WORK TO BE COMPLETED
Write out again, exactly as they appear, the lines from the start of the data below through the line with "Point out the boy's outstretched"; no pictures.

*** Opening SUPPLIED RECORDS ***

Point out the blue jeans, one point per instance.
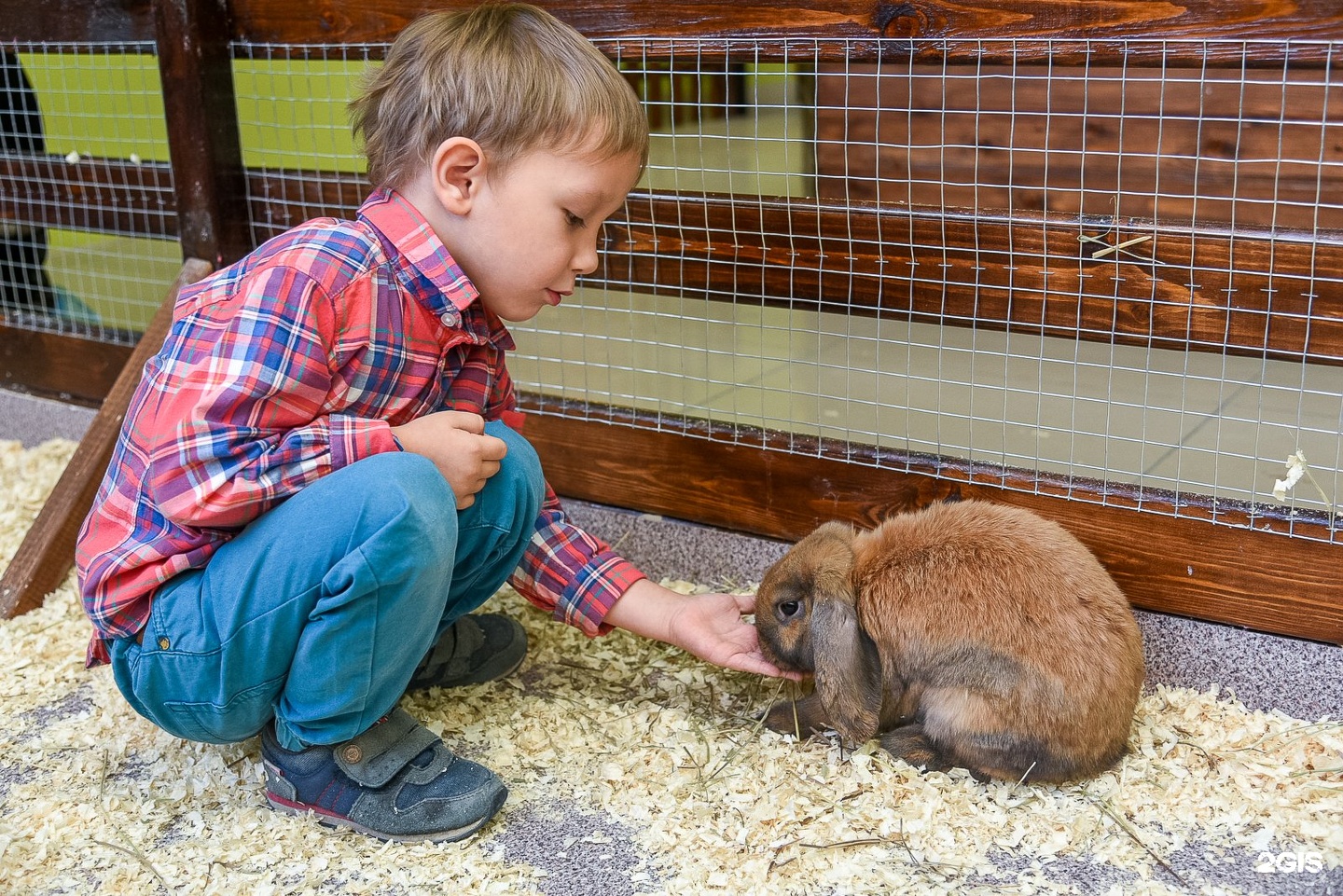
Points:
(319, 612)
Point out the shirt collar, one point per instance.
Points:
(427, 270)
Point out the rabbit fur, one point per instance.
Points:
(967, 634)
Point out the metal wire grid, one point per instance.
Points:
(100, 121)
(1202, 148)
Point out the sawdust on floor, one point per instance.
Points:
(635, 768)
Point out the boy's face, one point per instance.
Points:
(532, 228)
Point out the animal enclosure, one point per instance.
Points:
(881, 255)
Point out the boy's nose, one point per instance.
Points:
(586, 259)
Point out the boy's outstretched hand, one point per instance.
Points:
(461, 450)
(707, 625)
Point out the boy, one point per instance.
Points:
(317, 478)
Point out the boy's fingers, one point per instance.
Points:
(493, 448)
(466, 420)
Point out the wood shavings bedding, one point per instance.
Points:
(634, 765)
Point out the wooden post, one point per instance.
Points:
(207, 160)
(48, 549)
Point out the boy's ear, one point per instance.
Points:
(457, 170)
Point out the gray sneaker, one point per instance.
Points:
(476, 649)
(396, 780)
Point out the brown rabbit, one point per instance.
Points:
(967, 634)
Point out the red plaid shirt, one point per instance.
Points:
(293, 363)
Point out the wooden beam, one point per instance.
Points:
(1193, 567)
(48, 549)
(91, 195)
(61, 21)
(61, 365)
(1059, 31)
(196, 69)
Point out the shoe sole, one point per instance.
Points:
(330, 820)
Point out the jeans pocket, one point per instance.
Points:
(243, 716)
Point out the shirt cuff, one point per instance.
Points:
(594, 591)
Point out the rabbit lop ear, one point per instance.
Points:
(848, 665)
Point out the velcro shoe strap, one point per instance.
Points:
(375, 756)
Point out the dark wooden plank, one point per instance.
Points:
(61, 365)
(100, 195)
(195, 64)
(63, 21)
(1165, 563)
(861, 30)
(48, 549)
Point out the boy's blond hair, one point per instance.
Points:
(509, 76)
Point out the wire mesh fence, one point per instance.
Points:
(1123, 276)
(76, 118)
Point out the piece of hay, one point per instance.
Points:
(659, 749)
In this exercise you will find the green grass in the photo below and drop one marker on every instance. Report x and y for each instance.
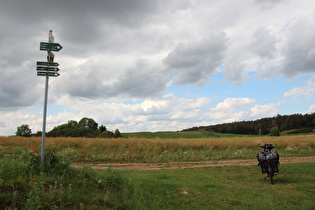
(225, 187)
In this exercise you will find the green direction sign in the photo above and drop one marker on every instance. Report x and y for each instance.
(46, 68)
(43, 63)
(47, 73)
(50, 46)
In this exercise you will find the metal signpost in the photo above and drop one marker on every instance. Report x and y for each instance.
(47, 69)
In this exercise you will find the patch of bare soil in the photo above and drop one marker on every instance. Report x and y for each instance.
(183, 165)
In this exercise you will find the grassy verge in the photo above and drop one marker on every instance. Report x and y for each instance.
(225, 187)
(158, 150)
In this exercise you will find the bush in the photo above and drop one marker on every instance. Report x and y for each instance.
(53, 163)
(24, 131)
(274, 131)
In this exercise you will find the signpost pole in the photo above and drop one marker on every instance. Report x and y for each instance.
(50, 59)
(44, 123)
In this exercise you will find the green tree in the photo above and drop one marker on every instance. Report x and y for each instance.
(275, 131)
(102, 128)
(88, 123)
(24, 131)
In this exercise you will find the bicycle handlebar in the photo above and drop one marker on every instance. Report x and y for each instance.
(267, 145)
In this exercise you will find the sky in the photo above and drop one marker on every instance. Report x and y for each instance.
(158, 65)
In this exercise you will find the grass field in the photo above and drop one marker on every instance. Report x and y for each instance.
(158, 149)
(23, 185)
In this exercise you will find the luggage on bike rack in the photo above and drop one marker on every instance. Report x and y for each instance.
(273, 157)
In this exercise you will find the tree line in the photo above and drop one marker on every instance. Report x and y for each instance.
(86, 127)
(295, 123)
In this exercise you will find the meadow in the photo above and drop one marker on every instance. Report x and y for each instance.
(24, 185)
(158, 149)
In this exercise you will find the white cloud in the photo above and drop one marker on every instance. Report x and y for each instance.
(306, 91)
(116, 52)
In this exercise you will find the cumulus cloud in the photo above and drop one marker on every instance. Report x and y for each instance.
(139, 50)
(299, 51)
(195, 62)
(307, 91)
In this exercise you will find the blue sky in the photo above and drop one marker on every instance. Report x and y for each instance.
(157, 65)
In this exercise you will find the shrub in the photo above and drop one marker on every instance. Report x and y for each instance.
(274, 131)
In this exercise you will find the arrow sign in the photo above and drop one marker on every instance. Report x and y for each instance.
(46, 68)
(43, 63)
(50, 46)
(47, 73)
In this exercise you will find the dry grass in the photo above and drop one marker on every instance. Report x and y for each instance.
(159, 150)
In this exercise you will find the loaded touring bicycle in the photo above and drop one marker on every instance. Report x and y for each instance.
(268, 161)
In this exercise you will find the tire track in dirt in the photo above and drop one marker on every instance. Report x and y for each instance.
(183, 165)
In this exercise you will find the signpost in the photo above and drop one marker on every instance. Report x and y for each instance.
(43, 63)
(47, 69)
(50, 46)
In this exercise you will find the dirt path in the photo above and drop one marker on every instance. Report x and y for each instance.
(182, 165)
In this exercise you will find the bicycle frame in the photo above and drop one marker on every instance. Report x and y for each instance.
(270, 169)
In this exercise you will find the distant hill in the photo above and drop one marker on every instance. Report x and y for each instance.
(290, 124)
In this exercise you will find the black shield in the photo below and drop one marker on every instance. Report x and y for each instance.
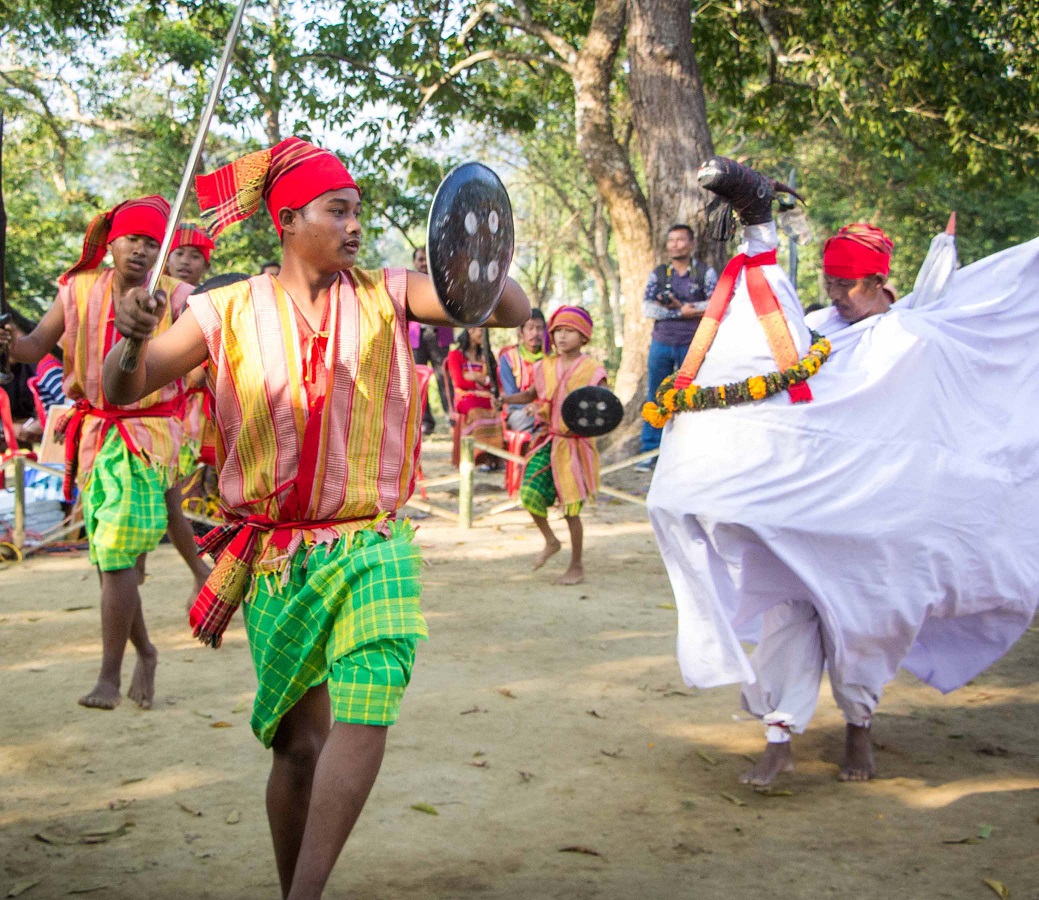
(470, 242)
(591, 412)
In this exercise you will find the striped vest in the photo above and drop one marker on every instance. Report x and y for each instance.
(368, 441)
(89, 334)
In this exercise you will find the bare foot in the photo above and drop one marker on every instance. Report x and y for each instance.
(776, 760)
(142, 685)
(574, 575)
(200, 584)
(857, 765)
(104, 696)
(551, 549)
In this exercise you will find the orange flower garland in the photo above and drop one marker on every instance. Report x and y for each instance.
(669, 401)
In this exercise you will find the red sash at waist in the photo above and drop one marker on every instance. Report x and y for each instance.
(234, 546)
(115, 416)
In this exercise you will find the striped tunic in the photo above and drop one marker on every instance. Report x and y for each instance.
(89, 312)
(575, 460)
(369, 425)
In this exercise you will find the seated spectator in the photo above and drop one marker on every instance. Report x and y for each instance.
(515, 369)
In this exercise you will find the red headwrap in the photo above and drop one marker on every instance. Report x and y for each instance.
(291, 174)
(857, 250)
(192, 236)
(147, 215)
(570, 317)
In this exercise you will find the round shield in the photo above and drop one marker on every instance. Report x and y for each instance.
(592, 412)
(469, 243)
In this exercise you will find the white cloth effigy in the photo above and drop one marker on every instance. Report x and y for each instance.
(902, 503)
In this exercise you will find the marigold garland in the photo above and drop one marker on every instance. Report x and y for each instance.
(669, 400)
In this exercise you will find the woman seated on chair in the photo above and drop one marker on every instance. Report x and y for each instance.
(477, 413)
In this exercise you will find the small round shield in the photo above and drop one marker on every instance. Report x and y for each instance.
(470, 242)
(591, 412)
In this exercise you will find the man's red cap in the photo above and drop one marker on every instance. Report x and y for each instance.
(291, 174)
(857, 250)
(192, 236)
(147, 215)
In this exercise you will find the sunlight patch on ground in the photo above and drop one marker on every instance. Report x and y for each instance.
(45, 797)
(917, 794)
(630, 667)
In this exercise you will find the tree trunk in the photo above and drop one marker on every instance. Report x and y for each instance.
(611, 169)
(670, 115)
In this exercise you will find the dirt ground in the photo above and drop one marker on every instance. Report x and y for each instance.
(547, 748)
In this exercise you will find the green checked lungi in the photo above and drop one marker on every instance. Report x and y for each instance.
(537, 493)
(348, 615)
(124, 505)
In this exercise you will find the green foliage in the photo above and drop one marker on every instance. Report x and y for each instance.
(948, 86)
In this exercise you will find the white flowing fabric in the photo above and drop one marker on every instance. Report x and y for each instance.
(902, 503)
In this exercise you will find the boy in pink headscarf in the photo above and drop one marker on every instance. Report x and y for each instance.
(561, 466)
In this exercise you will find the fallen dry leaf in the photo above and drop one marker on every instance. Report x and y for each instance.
(61, 835)
(102, 836)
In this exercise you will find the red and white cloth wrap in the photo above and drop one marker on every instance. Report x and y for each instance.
(576, 318)
(746, 279)
(72, 425)
(857, 250)
(902, 504)
(289, 175)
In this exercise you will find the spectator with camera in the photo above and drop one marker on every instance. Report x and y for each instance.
(675, 297)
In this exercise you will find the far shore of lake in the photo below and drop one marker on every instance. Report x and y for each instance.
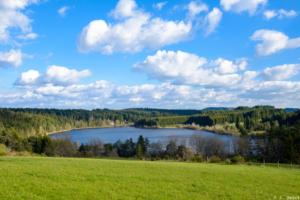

*** Closing SUPPLIED RECORDS ***

SOLUTION TO THIS EXERCISE
Point out the blue jeans, one point per instance.
Points:
(319, 612)
Point out the shirt collar, one point per instance.
Points:
(427, 270)
Point out the rabbit fur, one point per instance.
Points:
(967, 634)
Point out the metal wire grid, one point per instance.
Points:
(100, 121)
(1202, 148)
Point out the sawdust on floor, one point per instance.
Points:
(635, 768)
Point out the boy's face, one point per instance.
Points:
(532, 228)
Point out the animal enclosure, one point per instance.
Points:
(881, 255)
Point out the boy's nose, one point per instance.
Points:
(586, 259)
Point out the boy's outstretched hand, one point per instance.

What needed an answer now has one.